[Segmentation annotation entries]

** Start **

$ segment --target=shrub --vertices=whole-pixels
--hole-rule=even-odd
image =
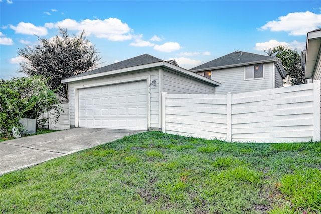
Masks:
[[[13,127],[22,128],[19,121],[23,118],[36,119],[41,125],[48,118],[39,119],[40,116],[50,109],[57,112],[53,122],[59,119],[62,108],[47,82],[40,76],[0,81],[0,132],[11,136]]]

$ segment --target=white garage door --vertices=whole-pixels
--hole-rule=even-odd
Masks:
[[[79,89],[79,127],[147,130],[146,81]]]

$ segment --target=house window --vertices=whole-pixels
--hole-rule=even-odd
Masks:
[[[263,78],[263,64],[245,67],[245,79]]]
[[[209,79],[212,79],[211,76],[212,75],[212,72],[211,71],[207,71],[206,72],[204,72],[204,77],[208,78]]]

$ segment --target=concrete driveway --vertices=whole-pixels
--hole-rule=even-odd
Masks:
[[[76,128],[0,142],[0,175],[143,132]]]

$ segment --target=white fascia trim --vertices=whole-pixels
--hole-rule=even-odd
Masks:
[[[193,72],[186,70],[184,68],[176,66],[167,62],[158,62],[148,64],[142,65],[137,66],[133,66],[128,68],[125,68],[121,69],[114,70],[113,71],[107,71],[105,72],[100,72],[97,74],[90,74],[88,75],[81,76],[80,77],[72,77],[68,79],[65,79],[61,80],[61,83],[67,83],[70,82],[74,82],[80,80],[84,80],[88,79],[94,78],[96,77],[103,77],[115,74],[121,74],[122,73],[128,72],[130,71],[135,71],[137,70],[145,69],[147,68],[153,68],[155,67],[164,66],[171,68],[171,69],[178,71],[179,73],[186,74],[187,75],[192,76],[195,78],[198,79],[203,82],[206,82],[211,85],[215,85],[217,86],[221,86],[222,84],[218,82],[210,80],[206,77],[203,77],[199,74],[195,74]]]
[[[256,61],[256,62],[250,62],[250,63],[239,63],[239,64],[233,64],[233,65],[224,65],[224,66],[217,66],[217,67],[211,67],[211,68],[202,68],[202,69],[196,69],[196,70],[193,70],[193,71],[191,71],[192,72],[199,72],[199,71],[209,71],[210,70],[218,70],[218,69],[223,69],[223,68],[233,68],[233,67],[240,67],[240,66],[246,66],[246,65],[255,65],[255,64],[259,64],[259,63],[268,63],[268,62],[275,62],[275,61],[277,61],[277,59],[273,58],[273,60],[271,59],[271,60],[261,60],[259,61]]]
[[[321,30],[307,33],[307,39],[318,39],[321,37]]]

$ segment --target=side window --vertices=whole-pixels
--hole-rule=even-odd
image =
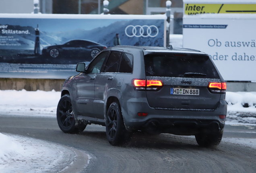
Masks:
[[[89,44],[89,42],[87,41],[84,40],[78,40],[78,44],[81,46],[88,46]]]
[[[76,40],[70,41],[67,44],[70,46],[76,47],[77,46],[77,41]]]
[[[123,53],[120,62],[119,72],[132,73],[133,64],[132,55],[126,53]]]
[[[104,72],[117,72],[122,52],[113,51],[107,61]]]
[[[95,58],[93,61],[90,64],[88,67],[87,71],[89,73],[98,73],[101,70],[101,68],[104,62],[104,60],[106,58],[109,51],[104,52],[99,54],[96,58]]]

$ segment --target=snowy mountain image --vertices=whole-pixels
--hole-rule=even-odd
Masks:
[[[6,31],[3,32],[2,30],[0,32],[0,49],[5,50],[5,52],[8,52],[6,51],[8,50],[33,50],[35,38],[35,29],[36,28],[37,24],[39,25],[41,51],[44,47],[62,44],[70,40],[77,39],[93,41],[107,47],[111,47],[114,46],[113,39],[116,33],[119,34],[122,45],[160,46],[163,46],[163,20],[117,20],[119,21],[116,20],[115,21],[113,19],[105,19],[105,22],[106,21],[109,21],[109,24],[93,28],[90,30],[84,29],[81,27],[76,27],[76,29],[73,30],[69,28],[66,30],[59,31],[51,31],[50,26],[47,28],[47,30],[44,30],[43,28],[45,28],[45,26],[40,24],[40,21],[37,21],[36,24],[33,24],[33,26],[35,27],[33,27],[32,25],[29,26],[22,26],[19,25],[0,23],[0,25],[5,24],[8,26],[8,29],[5,30]],[[78,26],[79,25],[79,23],[81,22],[88,22],[88,25],[91,24],[90,20],[84,20],[79,21],[79,22],[77,22]],[[14,23],[14,21],[12,22],[11,23]],[[9,22],[10,23],[10,22]],[[68,20],[65,23],[63,22],[63,25],[65,25],[67,23],[68,23]],[[42,27],[42,25],[44,27]],[[126,28],[129,26],[130,26],[126,29]],[[149,27],[150,26],[151,26]],[[62,28],[62,26],[58,26]],[[15,32],[14,31],[15,30],[28,31],[28,32],[27,32],[28,34],[11,34],[11,32]],[[9,33],[6,34],[6,32]],[[12,38],[13,40],[11,40]],[[5,40],[5,39],[6,40]],[[7,44],[4,44],[6,43],[8,43]],[[10,53],[11,54],[11,52],[10,52]]]

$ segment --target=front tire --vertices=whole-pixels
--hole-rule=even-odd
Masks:
[[[223,129],[217,132],[200,133],[195,135],[198,145],[203,147],[215,147],[219,145],[221,141]]]
[[[129,132],[125,129],[119,104],[111,104],[106,117],[106,133],[109,142],[112,145],[122,144],[125,141]]]
[[[86,125],[78,128],[75,126],[75,120],[73,112],[70,96],[66,94],[62,96],[57,108],[57,121],[60,129],[65,133],[73,133],[81,132]]]
[[[96,56],[97,56],[99,53],[100,52],[100,50],[98,49],[94,49],[91,51],[91,56],[93,58],[94,58]]]
[[[59,50],[56,48],[53,48],[50,50],[50,56],[54,58],[57,58],[60,54]]]

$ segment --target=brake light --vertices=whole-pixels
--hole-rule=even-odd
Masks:
[[[221,83],[213,83],[210,82],[209,84],[209,88],[217,88],[219,89],[221,89]]]
[[[147,86],[163,86],[162,82],[160,80],[147,80]]]
[[[139,117],[147,117],[149,114],[148,113],[138,113],[138,115]]]
[[[146,80],[135,79],[134,81],[134,85],[135,86],[146,86]]]
[[[225,119],[226,118],[226,115],[219,115],[219,117],[221,119]]]
[[[161,80],[132,79],[132,83],[136,90],[158,91],[163,85]]]
[[[208,85],[208,88],[212,93],[225,93],[226,90],[227,89],[227,84],[225,82],[210,82]]]

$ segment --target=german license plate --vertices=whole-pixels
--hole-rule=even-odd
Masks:
[[[171,95],[199,95],[199,89],[171,88]]]

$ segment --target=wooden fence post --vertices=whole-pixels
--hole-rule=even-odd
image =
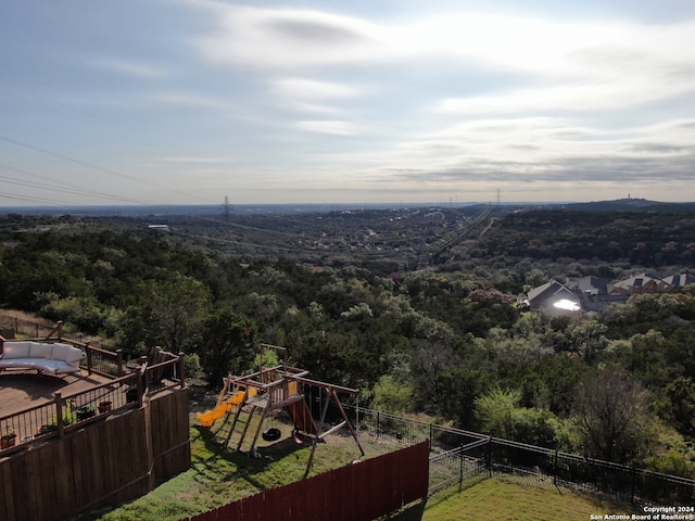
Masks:
[[[63,397],[61,393],[55,393],[55,424],[58,425],[58,437],[63,437],[64,434],[64,425],[63,425]]]
[[[178,352],[178,378],[181,389],[186,386],[186,355],[182,351]]]
[[[116,350],[116,373],[118,377],[123,377],[125,371],[123,370],[123,350]]]
[[[91,374],[91,367],[93,364],[93,360],[92,360],[93,353],[91,351],[91,345],[89,344],[89,341],[85,343],[85,352],[87,353],[87,373]]]

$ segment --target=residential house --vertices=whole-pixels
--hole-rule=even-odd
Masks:
[[[630,277],[627,280],[617,282],[611,294],[614,295],[639,295],[642,293],[660,293],[671,289],[671,284],[660,279],[656,275],[641,274]]]
[[[551,280],[532,289],[528,296],[532,312],[544,310],[563,315],[582,309],[579,296],[557,280]]]

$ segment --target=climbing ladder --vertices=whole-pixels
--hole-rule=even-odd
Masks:
[[[286,351],[285,347],[261,344],[261,359],[263,359],[264,347],[282,352]],[[236,444],[236,450],[241,450],[247,436],[252,430],[252,423],[256,421],[255,417],[258,417],[249,449],[250,456],[257,457],[256,443],[258,442],[258,436],[263,431],[263,423],[265,422],[265,419],[270,412],[285,409],[294,424],[294,433],[301,433],[312,441],[312,453],[306,467],[306,473],[304,474],[305,476],[312,468],[316,445],[326,436],[339,429],[342,429],[343,427],[348,427],[350,429],[362,456],[364,456],[365,452],[359,444],[357,434],[352,428],[352,424],[350,423],[338,397],[339,392],[354,395],[357,394],[358,391],[316,380],[309,380],[305,378],[307,374],[308,371],[289,367],[283,363],[280,366],[270,368],[264,368],[262,366],[260,371],[252,374],[242,377],[230,376],[226,379],[226,395],[229,395],[228,391],[230,390],[231,395],[236,395],[236,393],[241,393],[242,391],[243,395],[241,396],[239,404],[233,409],[227,410],[222,425],[215,433],[218,439],[224,440],[223,446],[229,447],[230,444]],[[324,408],[318,423],[314,421],[312,411],[301,390],[302,386],[306,385],[318,387],[321,391],[325,391],[328,396],[328,399],[324,403]],[[324,421],[326,419],[330,402],[337,405],[343,421],[330,428],[326,432],[323,432]]]

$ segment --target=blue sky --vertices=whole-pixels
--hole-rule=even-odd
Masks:
[[[0,206],[695,201],[694,41],[691,0],[3,0]]]

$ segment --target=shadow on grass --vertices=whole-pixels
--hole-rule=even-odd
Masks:
[[[417,503],[413,503],[403,507],[397,513],[389,516],[389,521],[419,521],[425,516],[427,507],[427,498],[422,498]]]

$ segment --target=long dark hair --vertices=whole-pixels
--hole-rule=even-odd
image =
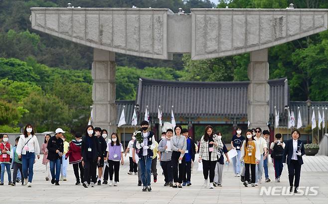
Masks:
[[[34,132],[34,129],[33,128],[33,126],[32,126],[32,125],[28,123],[25,126],[25,127],[24,128],[24,132],[23,132],[23,134],[25,138],[28,137],[28,135],[27,135],[27,131],[26,130],[26,128],[27,128],[27,127],[28,126],[31,126],[32,127],[32,132],[31,132],[31,135],[32,135],[32,137],[33,137],[33,136],[35,134]]]
[[[207,126],[206,128],[205,128],[205,133],[204,133],[204,140],[205,142],[207,142],[208,141],[208,137],[210,136],[210,135],[207,134],[207,130],[210,128],[212,129],[212,134],[210,135],[210,136],[213,136],[213,135],[214,134],[214,130],[213,130],[213,127],[210,125]]]
[[[86,137],[89,136],[89,134],[88,134],[88,128],[89,127],[91,127],[92,128],[92,130],[93,131],[93,133],[92,133],[92,136],[94,136],[95,135],[95,134],[96,133],[95,132],[95,129],[93,128],[93,126],[92,126],[91,125],[88,125],[87,126],[87,128],[85,129],[85,136]]]
[[[112,140],[112,143],[111,143],[111,146],[113,147],[114,146],[114,142],[113,142],[113,139],[112,139],[112,136],[113,135],[115,135],[116,136],[116,146],[119,146],[121,145],[120,144],[120,139],[119,139],[119,136],[117,135],[117,133],[113,133],[111,135],[111,140]]]

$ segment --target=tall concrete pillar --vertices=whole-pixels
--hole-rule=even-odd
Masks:
[[[247,117],[250,127],[267,129],[270,100],[267,48],[251,52],[248,72],[250,80],[247,95]]]
[[[115,53],[94,49],[92,63],[93,121],[94,127],[116,132]]]

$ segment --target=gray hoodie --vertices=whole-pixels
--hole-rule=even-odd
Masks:
[[[170,141],[172,143],[172,138],[168,139],[166,138],[162,139],[159,144],[158,150],[161,152],[161,161],[163,162],[167,162],[171,161],[171,157],[172,157],[172,151],[165,151],[165,146],[166,146],[167,141]]]

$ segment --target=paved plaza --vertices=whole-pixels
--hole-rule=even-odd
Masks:
[[[197,158],[197,155],[196,156]],[[163,187],[164,177],[158,164],[159,173],[157,183],[152,182],[152,192],[142,192],[137,187],[137,176],[127,174],[129,160],[127,158],[120,170],[118,187],[108,185],[85,189],[76,186],[72,165],[68,168],[68,181],[60,182],[60,186],[55,186],[44,180],[44,166],[41,160],[34,166],[34,177],[32,187],[18,185],[13,187],[6,185],[0,187],[2,193],[8,194],[5,203],[8,204],[327,204],[328,200],[328,157],[303,156],[305,164],[302,166],[300,186],[318,187],[317,196],[260,196],[262,186],[288,187],[288,171],[284,170],[281,182],[274,182],[273,165],[269,163],[269,176],[271,182],[263,183],[257,187],[244,187],[234,177],[231,165],[224,167],[222,187],[214,189],[202,187],[203,179],[201,172],[197,171],[197,164],[193,167],[190,187],[173,189]],[[153,177],[152,177],[153,178]],[[280,190],[281,191],[281,190]],[[310,192],[311,193],[311,192]]]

** End **

Please render the entries from the line containing "--target=paved plaza --vertices=whole-pixels" through the end of the entries, inclusive, as a two-column CSV with the columns input and output. Give one row per entry, put each field in quotation marks, and replace line breaks with spaces.

→ Result for this exercise
input,output
"$ segment --target=paved plaza --vertices=whole-pixels --hole-rule=even-odd Masks:","[[[197,158],[197,155],[196,156]],[[163,187],[164,177],[158,164],[159,173],[157,183],[152,182],[152,192],[142,192],[137,187],[137,176],[127,174],[129,160],[127,158],[120,170],[118,187],[108,185],[85,189],[76,186],[72,165],[68,168],[68,181],[60,182],[60,186],[55,186],[44,180],[44,166],[41,160],[34,166],[34,177],[32,187],[18,185],[13,187],[6,185],[0,187],[2,193],[8,194],[5,203],[8,204],[327,204],[328,200],[328,157],[303,156],[305,164],[302,166],[300,186],[318,187],[317,196],[260,196],[262,186],[288,187],[288,171],[284,170],[281,182],[274,182],[273,165],[269,163],[269,176],[271,182],[263,183],[257,187],[244,187],[234,177],[231,165],[224,167],[222,187],[214,189],[202,187],[203,179],[201,172],[197,171],[197,164],[193,167],[190,187],[173,189]],[[153,177],[152,177],[153,178]],[[280,190],[281,191],[281,190]],[[310,192],[311,193],[311,192]]]"